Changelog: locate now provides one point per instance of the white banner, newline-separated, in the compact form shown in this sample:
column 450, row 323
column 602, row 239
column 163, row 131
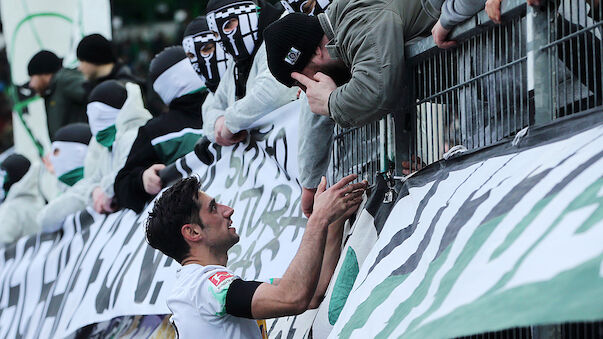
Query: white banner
column 102, row 267
column 507, row 237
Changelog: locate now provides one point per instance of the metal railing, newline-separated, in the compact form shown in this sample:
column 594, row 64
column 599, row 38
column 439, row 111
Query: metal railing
column 576, row 330
column 538, row 65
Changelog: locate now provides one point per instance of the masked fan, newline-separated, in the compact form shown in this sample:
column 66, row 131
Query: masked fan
column 67, row 157
column 202, row 49
column 167, row 137
column 316, row 131
column 247, row 90
column 310, row 7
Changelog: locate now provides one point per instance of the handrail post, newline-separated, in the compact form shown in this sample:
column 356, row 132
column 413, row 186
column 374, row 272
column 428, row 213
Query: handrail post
column 539, row 65
column 402, row 135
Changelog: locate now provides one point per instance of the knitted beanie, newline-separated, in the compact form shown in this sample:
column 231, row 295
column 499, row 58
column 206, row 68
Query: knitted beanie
column 95, row 49
column 15, row 166
column 44, row 62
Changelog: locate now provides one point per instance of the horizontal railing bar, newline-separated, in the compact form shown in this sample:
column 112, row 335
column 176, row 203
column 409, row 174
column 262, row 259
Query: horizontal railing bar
column 510, row 8
column 573, row 35
column 467, row 82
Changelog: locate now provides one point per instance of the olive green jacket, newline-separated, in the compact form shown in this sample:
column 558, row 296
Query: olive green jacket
column 369, row 36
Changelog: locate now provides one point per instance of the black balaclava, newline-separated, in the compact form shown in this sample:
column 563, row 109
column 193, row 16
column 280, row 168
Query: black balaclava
column 44, row 62
column 173, row 76
column 12, row 169
column 248, row 35
column 68, row 152
column 104, row 103
column 241, row 41
column 298, row 6
column 210, row 67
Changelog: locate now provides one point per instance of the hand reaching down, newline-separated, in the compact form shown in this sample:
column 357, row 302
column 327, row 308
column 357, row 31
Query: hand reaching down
column 101, row 202
column 151, row 180
column 307, row 200
column 440, row 36
column 317, row 91
column 224, row 136
column 339, row 200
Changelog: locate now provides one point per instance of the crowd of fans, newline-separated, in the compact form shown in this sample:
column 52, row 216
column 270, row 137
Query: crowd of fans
column 238, row 63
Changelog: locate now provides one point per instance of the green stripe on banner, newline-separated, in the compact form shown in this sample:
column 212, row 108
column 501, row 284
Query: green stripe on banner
column 343, row 285
column 18, row 108
column 172, row 149
column 106, row 137
column 506, row 304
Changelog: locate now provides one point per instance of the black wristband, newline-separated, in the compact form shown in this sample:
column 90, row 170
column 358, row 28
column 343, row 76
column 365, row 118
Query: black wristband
column 239, row 296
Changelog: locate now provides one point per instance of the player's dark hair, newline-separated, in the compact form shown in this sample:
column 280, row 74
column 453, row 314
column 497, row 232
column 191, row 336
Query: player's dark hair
column 177, row 206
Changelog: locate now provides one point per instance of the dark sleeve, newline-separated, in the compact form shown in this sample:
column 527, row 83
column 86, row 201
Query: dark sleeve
column 128, row 187
column 239, row 297
column 74, row 87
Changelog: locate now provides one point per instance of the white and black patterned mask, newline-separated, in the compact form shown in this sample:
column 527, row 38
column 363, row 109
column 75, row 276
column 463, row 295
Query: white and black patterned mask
column 208, row 62
column 305, row 6
column 237, row 25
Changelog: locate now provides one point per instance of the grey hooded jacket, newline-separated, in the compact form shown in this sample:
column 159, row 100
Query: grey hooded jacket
column 101, row 165
column 369, row 36
column 264, row 95
column 23, row 201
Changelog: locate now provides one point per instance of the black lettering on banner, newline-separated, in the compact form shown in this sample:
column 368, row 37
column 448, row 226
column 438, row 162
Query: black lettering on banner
column 248, row 214
column 281, row 135
column 150, row 262
column 270, row 215
column 235, row 164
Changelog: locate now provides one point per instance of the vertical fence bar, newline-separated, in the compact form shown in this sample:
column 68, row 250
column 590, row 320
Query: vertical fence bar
column 539, row 63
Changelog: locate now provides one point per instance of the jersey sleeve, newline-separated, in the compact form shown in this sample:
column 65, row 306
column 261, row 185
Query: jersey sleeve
column 226, row 293
column 213, row 291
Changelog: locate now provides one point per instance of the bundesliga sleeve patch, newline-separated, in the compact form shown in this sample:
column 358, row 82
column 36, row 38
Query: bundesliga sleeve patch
column 222, row 279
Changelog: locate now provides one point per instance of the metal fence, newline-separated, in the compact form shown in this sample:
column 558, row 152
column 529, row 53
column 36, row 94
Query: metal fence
column 581, row 330
column 538, row 65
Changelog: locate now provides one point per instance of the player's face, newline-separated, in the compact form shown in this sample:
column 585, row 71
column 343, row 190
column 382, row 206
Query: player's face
column 218, row 229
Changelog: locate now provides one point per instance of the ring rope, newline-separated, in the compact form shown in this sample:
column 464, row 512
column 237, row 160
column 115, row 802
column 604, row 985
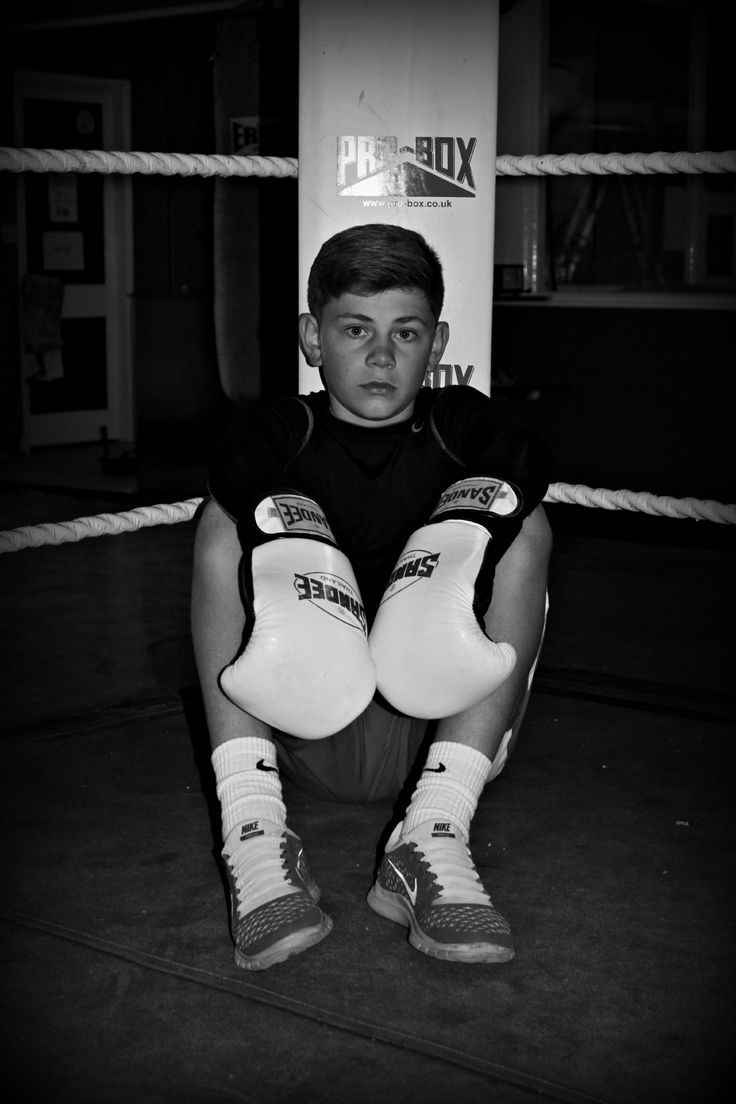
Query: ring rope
column 221, row 165
column 167, row 165
column 106, row 524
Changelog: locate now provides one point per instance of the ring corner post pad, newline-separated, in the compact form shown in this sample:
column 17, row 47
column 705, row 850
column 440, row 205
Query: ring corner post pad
column 397, row 124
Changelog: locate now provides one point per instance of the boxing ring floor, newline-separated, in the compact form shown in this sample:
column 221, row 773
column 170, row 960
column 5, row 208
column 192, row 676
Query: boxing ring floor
column 611, row 852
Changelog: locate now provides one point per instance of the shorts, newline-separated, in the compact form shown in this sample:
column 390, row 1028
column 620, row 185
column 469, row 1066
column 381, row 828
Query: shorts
column 379, row 756
column 376, row 757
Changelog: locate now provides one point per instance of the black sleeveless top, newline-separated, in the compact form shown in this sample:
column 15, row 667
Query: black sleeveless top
column 375, row 485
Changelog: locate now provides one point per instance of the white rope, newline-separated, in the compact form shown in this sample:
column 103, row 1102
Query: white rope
column 167, row 165
column 99, row 524
column 113, row 524
column 625, row 165
column 221, row 165
column 695, row 509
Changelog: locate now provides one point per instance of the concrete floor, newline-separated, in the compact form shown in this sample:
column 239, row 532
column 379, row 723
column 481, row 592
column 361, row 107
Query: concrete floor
column 608, row 841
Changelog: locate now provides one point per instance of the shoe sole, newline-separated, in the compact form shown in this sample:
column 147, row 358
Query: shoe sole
column 285, row 948
column 396, row 908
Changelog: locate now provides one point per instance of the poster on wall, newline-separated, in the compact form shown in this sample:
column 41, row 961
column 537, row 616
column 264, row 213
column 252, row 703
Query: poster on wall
column 397, row 124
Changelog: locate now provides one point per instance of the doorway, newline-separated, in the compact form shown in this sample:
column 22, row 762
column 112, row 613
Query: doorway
column 75, row 261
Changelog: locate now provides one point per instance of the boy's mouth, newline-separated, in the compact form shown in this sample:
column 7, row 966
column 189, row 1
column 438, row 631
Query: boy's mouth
column 377, row 386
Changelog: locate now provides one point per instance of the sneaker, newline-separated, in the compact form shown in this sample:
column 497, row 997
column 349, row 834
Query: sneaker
column 427, row 881
column 274, row 911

• _PROBLEM STATEMENT_:
Set the pictures aside and transcribe exactly the stretch of lines above, beginning with the one holding "column 237, row 160" and ending with the one holding "column 381, row 828".

• _RESPONSE_:
column 237, row 160
column 115, row 802
column 604, row 985
Query: ring rope
column 221, row 165
column 167, row 165
column 106, row 524
Changelog: locate now provides one point per instance of the ring corner post pad, newline-separated, in the compact form shown in this sample:
column 17, row 47
column 705, row 850
column 440, row 205
Query: ring corner post pad
column 397, row 124
Changelog: locate now provides one point per instance of the boxing ring floor, newline-separated, in the compact form shown in this sample:
column 221, row 773
column 170, row 960
column 5, row 208
column 192, row 676
Query: boxing ring floor
column 611, row 852
Changelog: locate now provides one point per instance of the shorts, newline-separated, in the compact form shown in this sample:
column 390, row 1028
column 620, row 185
column 469, row 1066
column 381, row 828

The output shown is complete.